Problem to solve: Display each line of the material below that contains the word "picnic", copied in full. Matches are case-sensitive.

Exercise data:
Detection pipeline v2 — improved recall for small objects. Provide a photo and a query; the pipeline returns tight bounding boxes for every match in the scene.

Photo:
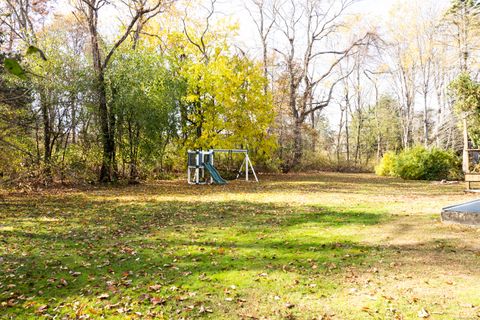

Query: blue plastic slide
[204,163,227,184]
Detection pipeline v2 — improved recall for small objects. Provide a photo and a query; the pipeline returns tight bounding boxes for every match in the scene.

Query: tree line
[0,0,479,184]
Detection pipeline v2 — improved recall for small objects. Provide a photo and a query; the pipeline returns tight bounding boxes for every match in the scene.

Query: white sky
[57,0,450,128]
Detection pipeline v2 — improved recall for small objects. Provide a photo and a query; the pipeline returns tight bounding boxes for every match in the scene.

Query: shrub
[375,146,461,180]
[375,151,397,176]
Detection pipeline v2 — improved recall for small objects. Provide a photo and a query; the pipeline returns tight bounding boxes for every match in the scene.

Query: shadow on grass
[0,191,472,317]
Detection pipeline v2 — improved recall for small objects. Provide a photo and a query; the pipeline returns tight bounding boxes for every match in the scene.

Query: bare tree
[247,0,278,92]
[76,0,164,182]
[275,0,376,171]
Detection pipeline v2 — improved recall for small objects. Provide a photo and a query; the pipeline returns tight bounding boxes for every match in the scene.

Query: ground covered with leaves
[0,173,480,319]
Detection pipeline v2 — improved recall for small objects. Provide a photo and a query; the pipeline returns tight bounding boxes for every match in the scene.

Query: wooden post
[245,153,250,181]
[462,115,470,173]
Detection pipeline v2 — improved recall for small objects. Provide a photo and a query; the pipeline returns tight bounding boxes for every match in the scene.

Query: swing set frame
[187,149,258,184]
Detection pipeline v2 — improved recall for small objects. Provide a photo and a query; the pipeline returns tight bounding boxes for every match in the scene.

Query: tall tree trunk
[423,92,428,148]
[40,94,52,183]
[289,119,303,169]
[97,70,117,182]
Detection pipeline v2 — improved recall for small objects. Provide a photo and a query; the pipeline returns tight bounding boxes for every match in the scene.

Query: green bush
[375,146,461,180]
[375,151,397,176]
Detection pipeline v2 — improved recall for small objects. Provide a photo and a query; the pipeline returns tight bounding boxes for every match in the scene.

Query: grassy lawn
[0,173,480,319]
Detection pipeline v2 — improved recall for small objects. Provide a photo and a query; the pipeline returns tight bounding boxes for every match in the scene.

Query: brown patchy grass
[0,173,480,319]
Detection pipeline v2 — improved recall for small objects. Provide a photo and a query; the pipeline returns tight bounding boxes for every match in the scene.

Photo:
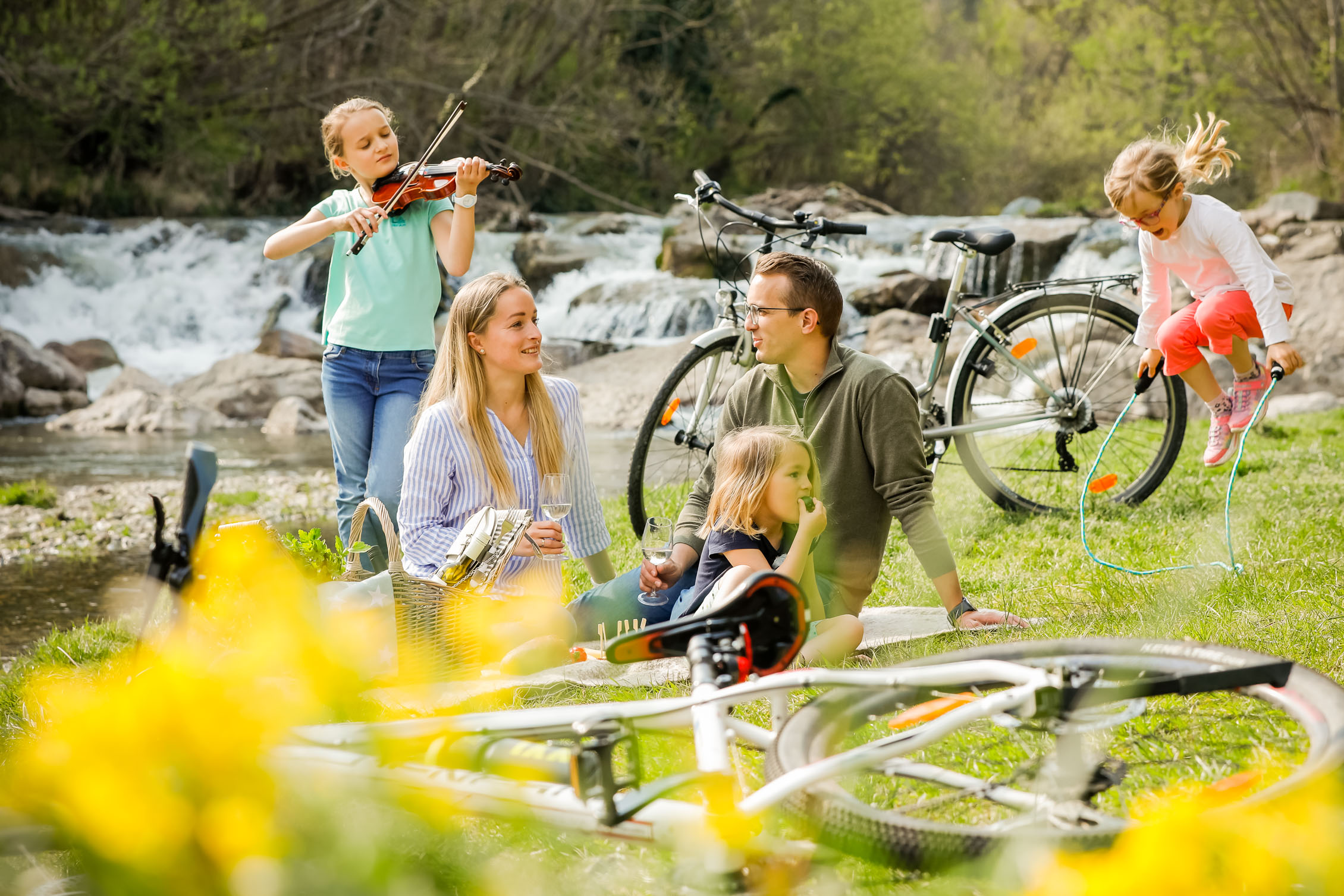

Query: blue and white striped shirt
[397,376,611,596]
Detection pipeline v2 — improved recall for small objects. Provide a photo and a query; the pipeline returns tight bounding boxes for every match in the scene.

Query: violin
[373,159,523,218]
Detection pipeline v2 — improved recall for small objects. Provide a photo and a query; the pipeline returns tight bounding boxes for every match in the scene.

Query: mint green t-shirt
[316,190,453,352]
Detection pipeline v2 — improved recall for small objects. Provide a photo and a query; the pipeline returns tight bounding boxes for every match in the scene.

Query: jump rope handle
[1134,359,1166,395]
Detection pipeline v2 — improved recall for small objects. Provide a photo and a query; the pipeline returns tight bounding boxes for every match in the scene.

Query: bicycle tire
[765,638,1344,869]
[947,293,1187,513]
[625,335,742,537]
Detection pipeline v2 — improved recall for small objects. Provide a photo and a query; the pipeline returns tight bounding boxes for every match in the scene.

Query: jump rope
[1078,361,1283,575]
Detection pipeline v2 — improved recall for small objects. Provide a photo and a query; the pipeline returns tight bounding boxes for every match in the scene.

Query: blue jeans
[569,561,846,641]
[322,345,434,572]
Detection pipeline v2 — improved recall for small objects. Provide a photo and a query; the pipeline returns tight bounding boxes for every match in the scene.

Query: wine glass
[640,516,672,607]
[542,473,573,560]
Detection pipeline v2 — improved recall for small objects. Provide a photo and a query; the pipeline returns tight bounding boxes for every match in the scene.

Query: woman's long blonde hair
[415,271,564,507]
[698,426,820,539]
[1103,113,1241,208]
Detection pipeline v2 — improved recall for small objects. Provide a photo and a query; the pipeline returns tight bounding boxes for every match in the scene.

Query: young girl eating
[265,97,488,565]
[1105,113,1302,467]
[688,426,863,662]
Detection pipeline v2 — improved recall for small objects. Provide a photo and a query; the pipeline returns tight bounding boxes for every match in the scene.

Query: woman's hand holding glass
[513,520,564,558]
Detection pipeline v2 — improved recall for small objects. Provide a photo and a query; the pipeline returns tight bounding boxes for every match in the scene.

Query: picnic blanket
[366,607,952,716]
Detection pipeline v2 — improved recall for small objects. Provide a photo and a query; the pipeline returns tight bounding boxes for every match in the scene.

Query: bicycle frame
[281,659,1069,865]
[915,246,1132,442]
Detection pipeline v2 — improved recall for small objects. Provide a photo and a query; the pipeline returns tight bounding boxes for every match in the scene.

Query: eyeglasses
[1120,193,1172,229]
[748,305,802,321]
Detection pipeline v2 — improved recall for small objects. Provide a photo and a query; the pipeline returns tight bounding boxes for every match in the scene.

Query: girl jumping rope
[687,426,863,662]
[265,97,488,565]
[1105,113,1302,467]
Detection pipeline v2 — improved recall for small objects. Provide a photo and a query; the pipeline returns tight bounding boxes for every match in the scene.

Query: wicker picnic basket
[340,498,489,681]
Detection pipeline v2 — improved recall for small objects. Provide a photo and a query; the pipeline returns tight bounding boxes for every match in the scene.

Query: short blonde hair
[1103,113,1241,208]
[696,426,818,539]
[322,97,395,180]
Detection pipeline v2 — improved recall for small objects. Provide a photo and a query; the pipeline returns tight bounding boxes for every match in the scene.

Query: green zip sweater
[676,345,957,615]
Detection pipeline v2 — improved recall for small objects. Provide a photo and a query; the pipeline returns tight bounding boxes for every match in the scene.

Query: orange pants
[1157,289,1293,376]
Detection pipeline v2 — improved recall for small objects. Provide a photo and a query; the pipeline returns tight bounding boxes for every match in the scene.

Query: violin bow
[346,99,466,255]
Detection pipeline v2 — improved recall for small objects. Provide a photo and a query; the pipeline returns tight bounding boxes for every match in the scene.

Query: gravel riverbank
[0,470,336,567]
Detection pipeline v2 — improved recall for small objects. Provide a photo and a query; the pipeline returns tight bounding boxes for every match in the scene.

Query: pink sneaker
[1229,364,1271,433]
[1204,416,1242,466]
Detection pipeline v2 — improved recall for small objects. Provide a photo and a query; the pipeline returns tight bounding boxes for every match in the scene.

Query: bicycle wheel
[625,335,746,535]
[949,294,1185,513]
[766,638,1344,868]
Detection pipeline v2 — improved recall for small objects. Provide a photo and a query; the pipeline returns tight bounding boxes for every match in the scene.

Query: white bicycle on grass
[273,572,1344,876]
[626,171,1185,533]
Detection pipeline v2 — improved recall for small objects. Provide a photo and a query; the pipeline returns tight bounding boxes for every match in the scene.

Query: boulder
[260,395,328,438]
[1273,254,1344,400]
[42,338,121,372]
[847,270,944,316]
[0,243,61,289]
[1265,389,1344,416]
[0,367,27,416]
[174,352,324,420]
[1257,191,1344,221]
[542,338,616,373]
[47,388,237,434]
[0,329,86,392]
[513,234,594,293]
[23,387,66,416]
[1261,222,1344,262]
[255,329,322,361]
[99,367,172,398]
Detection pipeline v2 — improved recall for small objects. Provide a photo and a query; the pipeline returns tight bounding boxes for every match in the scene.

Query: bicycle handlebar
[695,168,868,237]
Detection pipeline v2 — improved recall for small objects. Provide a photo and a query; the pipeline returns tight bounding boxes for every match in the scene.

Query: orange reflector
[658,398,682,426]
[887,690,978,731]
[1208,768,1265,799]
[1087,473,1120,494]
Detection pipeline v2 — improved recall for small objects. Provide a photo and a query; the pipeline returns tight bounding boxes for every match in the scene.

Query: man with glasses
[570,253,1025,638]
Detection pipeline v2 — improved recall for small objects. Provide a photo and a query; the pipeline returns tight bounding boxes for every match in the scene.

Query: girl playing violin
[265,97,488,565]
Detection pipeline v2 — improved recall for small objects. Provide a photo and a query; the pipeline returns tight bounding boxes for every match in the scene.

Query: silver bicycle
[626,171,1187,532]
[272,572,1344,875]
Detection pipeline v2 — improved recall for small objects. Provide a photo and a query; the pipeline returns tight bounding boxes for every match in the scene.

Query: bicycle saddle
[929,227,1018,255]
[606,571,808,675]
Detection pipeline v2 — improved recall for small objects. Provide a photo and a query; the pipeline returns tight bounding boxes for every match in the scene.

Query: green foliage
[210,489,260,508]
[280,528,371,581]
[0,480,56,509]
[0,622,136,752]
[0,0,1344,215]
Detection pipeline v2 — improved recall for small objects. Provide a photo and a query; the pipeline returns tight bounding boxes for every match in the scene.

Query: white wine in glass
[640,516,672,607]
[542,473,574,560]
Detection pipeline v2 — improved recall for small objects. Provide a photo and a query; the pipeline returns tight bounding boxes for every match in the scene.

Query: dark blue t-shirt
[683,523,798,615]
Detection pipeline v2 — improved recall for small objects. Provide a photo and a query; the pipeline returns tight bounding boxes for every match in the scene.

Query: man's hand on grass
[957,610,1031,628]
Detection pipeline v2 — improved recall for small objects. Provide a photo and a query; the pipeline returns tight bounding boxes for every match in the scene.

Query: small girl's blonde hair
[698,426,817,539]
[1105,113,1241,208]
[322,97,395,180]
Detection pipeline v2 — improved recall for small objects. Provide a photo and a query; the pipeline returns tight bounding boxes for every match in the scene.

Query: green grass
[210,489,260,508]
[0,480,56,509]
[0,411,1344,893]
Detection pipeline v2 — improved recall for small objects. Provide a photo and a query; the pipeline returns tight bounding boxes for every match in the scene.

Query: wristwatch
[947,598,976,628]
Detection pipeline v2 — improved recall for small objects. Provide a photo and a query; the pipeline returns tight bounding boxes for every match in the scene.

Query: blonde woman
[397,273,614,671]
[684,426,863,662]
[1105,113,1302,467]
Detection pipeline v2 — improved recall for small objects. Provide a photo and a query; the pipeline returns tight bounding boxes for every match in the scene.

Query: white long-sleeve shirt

Output:
Query: picnic blanket
Query: wicker picnic basket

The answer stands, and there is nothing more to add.